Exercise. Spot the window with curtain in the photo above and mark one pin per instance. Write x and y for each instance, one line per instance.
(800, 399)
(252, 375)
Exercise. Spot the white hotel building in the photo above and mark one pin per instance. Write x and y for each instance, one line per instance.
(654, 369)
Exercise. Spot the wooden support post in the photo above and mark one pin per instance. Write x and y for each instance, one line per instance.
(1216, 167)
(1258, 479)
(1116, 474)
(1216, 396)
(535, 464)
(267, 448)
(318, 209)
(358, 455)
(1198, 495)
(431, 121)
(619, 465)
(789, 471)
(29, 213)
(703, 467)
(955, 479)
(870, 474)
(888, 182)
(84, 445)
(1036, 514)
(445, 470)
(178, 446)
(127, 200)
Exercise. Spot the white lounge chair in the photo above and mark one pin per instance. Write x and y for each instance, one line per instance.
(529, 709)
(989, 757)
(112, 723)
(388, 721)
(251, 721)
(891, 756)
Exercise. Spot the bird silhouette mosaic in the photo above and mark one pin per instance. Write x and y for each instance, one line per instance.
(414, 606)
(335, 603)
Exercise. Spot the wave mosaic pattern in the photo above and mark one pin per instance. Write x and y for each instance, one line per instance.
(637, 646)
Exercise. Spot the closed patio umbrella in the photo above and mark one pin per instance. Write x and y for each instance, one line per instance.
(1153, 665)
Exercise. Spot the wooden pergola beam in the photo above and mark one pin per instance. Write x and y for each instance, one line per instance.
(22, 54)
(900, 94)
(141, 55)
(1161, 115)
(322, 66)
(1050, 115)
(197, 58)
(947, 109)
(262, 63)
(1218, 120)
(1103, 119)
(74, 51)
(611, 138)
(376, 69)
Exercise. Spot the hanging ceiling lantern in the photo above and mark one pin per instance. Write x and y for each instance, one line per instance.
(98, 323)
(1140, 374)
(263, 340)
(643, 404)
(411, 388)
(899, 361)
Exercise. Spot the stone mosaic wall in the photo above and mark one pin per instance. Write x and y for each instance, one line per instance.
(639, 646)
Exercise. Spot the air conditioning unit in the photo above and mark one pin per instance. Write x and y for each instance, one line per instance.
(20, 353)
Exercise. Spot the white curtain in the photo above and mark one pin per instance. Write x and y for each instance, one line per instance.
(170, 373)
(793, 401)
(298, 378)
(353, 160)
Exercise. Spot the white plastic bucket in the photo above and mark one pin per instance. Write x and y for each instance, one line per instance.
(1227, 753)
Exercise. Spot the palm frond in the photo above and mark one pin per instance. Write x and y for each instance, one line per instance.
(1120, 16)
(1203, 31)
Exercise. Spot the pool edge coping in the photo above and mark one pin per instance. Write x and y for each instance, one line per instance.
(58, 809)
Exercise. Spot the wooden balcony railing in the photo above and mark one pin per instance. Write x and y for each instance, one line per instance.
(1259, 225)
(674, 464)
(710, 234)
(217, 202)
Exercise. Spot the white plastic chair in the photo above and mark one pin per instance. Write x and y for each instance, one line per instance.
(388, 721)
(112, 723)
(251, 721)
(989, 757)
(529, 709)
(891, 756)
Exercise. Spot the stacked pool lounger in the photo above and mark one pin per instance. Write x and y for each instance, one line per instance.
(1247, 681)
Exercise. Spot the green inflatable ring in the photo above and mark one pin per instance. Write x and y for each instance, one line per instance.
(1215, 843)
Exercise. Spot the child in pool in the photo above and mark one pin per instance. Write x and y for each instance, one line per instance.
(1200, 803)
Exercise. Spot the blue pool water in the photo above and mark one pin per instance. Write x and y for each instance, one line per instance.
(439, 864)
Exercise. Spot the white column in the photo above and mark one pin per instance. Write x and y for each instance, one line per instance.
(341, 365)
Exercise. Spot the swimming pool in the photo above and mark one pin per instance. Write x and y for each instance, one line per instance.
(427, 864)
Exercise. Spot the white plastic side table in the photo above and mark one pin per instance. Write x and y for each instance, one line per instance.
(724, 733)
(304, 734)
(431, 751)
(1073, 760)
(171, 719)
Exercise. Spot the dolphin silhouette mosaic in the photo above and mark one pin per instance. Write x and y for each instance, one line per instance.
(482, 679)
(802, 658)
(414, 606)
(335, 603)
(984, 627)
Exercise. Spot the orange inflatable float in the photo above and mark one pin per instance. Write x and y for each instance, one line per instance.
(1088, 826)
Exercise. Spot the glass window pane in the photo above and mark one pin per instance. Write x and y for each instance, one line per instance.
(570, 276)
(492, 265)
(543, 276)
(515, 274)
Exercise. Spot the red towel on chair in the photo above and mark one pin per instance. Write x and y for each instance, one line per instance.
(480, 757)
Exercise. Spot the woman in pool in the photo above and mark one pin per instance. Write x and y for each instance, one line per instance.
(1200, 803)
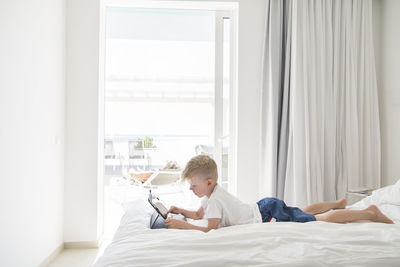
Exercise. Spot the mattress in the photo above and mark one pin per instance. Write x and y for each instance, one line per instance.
(266, 244)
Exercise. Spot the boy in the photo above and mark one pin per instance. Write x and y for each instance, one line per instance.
(221, 208)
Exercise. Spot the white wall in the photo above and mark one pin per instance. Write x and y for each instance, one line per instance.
(81, 203)
(32, 97)
(386, 27)
(81, 170)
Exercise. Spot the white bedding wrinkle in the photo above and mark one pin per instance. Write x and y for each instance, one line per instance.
(262, 244)
(277, 244)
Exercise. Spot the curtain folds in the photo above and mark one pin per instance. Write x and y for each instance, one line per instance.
(320, 121)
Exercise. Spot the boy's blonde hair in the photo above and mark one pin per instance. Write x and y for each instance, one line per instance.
(201, 164)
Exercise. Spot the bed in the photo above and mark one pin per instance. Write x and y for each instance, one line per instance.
(268, 244)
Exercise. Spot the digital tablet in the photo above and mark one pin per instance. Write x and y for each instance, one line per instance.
(158, 206)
○ ○ ○
Assignment:
A verbatim copy of every record above is required, with all pictures omitted.

Response to this task:
Exercise. Spot the window with curtain in the photo above and mark one pin per instance. Write x and y for each instance, one line per instance.
(800, 399)
(252, 375)
Exercise. Spot the white hotel building in the photo above and mark one pin per instance. Write x and y for each instance, one line per instance.
(654, 369)
Exercise. Spot the wooden support post in the photo above and mark one pin per instance. Write x and y for each instance, one line per instance.
(1216, 167)
(1258, 479)
(1116, 474)
(1216, 396)
(535, 464)
(267, 448)
(318, 209)
(358, 455)
(1198, 495)
(431, 121)
(619, 465)
(789, 471)
(29, 213)
(703, 467)
(955, 479)
(870, 474)
(888, 182)
(84, 445)
(1036, 514)
(445, 470)
(178, 446)
(127, 200)
Exercise. Spot the white lounge chair in the photo above and mark one pin per instance. Write x and y for each instance, one line per instance.
(529, 709)
(989, 757)
(112, 723)
(388, 721)
(251, 721)
(891, 756)
Exercise. Spot the bird silhouette mosaic in the photo above and mark one pin per instance. Write x and y for each instance, one line per instance.
(414, 606)
(335, 603)
Exercise. Spot the wave mosaic pattern in the photo above and mark one pin per instance. Write x and y for each instance, one line per instance.
(637, 646)
Exercise. Spot the closed patio umbrella in the photo above and mark one pin per instance. Write x and y for each instance, one line per instance.
(1153, 665)
Exercise. Spot the wooden pergola beam in the photo above and mark one pin per instance. Write x and y for each instance, one line per instance.
(22, 54)
(900, 94)
(141, 55)
(1161, 115)
(322, 66)
(1050, 115)
(197, 58)
(947, 109)
(262, 63)
(1218, 120)
(1103, 119)
(74, 51)
(611, 138)
(376, 69)
Exercise. Spot the hanging ceiling lantern in the photo above and mark one pin per instance. Write x and y for each instance, one line per instance.
(98, 323)
(1140, 374)
(263, 340)
(643, 404)
(411, 388)
(899, 361)
Exercise. Spot the stone mosaic wall in the photo above and mark one pin per instance. Write x and y for each instance, one line per instance.
(639, 646)
Exercise. Spot the air conditioning unit in the photo above and mark one pin per instance. Write x and y for each instance, one line per instance.
(20, 353)
Exercise. Spot the white curtain in the photo above and mark one pin per instance. Write x and y for each instance, one line per instance.
(170, 373)
(793, 401)
(298, 378)
(353, 160)
Exercise. Spot the white plastic bucket in the photo above and mark one pin per instance. Write x and y for each instance, one line per instance.
(1227, 753)
Exercise. Spot the palm frond in the photo above and mark one pin per instance. Write x and y for each instance, one line per instance.
(1120, 16)
(1203, 31)
Exercise. Spot the pool edge coping in the photo above and mark one pin per instance. Write x and y for each instance, one line per instance.
(58, 809)
Exercise. Spot the wooden balcony railing in the photo above and mark one pin per instance. Write x and y for each instance, one line per instance.
(1259, 225)
(674, 464)
(710, 234)
(217, 202)
Exercise. Spot the white plastic chair in the photo above and mark one pin per instance. Write x and y for each instance, one line per instance.
(388, 721)
(112, 723)
(251, 721)
(989, 757)
(529, 709)
(891, 756)
Exercise. Spot the stacked pool lounger in the photo above and mark one pin per instance. Write x and y for each instance, one line per instance.
(1247, 681)
Exercise. Spot the green inflatable ring in the photo above and mark one pin per instance. Write x and y for each instance, one line per instance.
(1215, 843)
Exercise. Spot the child in pool in the photo above and mark one pin per instance. Write x and y for each instance, one line per instance.
(1200, 803)
Exercise. Spot the blue pool water in the photo above and mark one pin per instance. Write x and y for each instance, one line per instance.
(439, 864)
Exercise. Spot the white column in the photo above and mark one pin per instance. Write x and y for each instance, one line per instance.
(341, 365)
Exercise. Spot the swimming pool in the photo above and mark one pin per instance. Write x and y for each instance, one line per instance.
(427, 864)
Exercise. Spot the white plastic side table in the photo above and mark one pin per instance. Write x and y for each instance, one line per instance.
(724, 733)
(304, 734)
(431, 751)
(1073, 760)
(171, 719)
Exercise. Spot the dolphin silhouette mosaic in the photo above and mark one pin per instance. Write x and y for each instance, one line per instance.
(482, 679)
(802, 658)
(414, 606)
(335, 603)
(984, 627)
Exercise. Spot the orange inflatable float in the photo above and mark one pin per instance. Write x and y for each instance, one line per instance.
(1088, 826)
Exercise. Spot the glass window pane in the photo above and mark one pin per instance. Write x and y for each instance, one line per instance.
(570, 276)
(492, 265)
(543, 276)
(515, 274)
Exercise. Spot the red towel on chair in the photo above and mark one pin per instance. Write x and y for each instance, one line per instance.
(480, 757)
Exercise. Spot the woman in pool in the photo above and mark one pin per instance. Write x and y for each instance, one line per instance.
(1200, 803)
Exercise. Spot the mattress in the photo above and mark one pin per instance. Write x and y for each instance, one line per instance.
(266, 244)
Exercise. Spot the boy in the photo above and mark one pin per instance. Write x and y for each instance, one line per instance.
(221, 208)
Exercise. Spot the white wall in the photo above and mark one pin per instance. Write x and y for each instance, one line per instance.
(81, 203)
(32, 97)
(386, 27)
(81, 170)
Exercise. Spot the white bedding wrinkle in the photo above and mark one pin per instance. Write x and y for each instance, one line per instance.
(262, 244)
(277, 244)
Exercise. Spot the curtain folds in the photo above and mark one pin per instance. Write x and y for each instance, one line per instance.
(320, 121)
Exercise. Spot the boy's blonde hair in the photo above and mark one pin per instance. Write x and y for each instance, one line per instance.
(201, 164)
Exercise. Spot the bed in the photo above and mark one pin per instance. Write x and y for each instance, one line per instance.
(268, 244)
Exercise. Spot the digital tablet in the photo above and mark one pin per instance. Write x and y for each instance, one line per instance.
(158, 206)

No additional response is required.